- [Set task]: Please format the records below as a numbered list, leaving out any blank lines and the pictures.

Pointing data excerpts:
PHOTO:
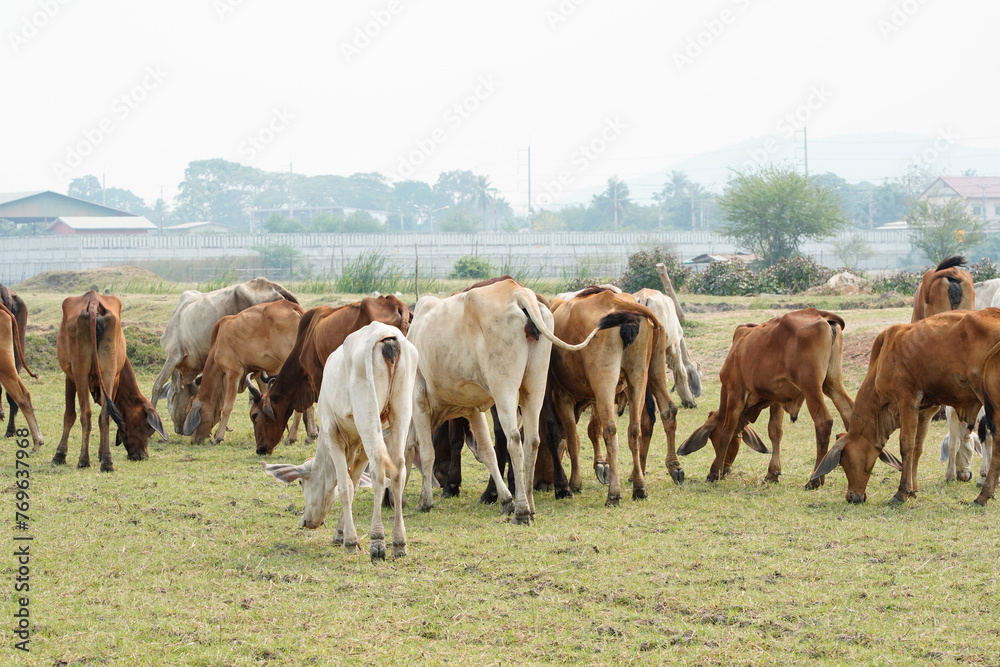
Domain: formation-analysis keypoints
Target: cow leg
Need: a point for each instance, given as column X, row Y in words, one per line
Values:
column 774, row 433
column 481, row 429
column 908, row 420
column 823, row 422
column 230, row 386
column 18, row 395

- [Exercise output]:
1. PHOTO:
2. Domain: formation-analysis keypoints
3. Target: cow leg
4. Need: a point for each instance, given as column X, row Y in words, one per line
5. Values:
6. column 774, row 433
7. column 481, row 429
8. column 908, row 420
9. column 823, row 422
10. column 230, row 386
11. column 18, row 395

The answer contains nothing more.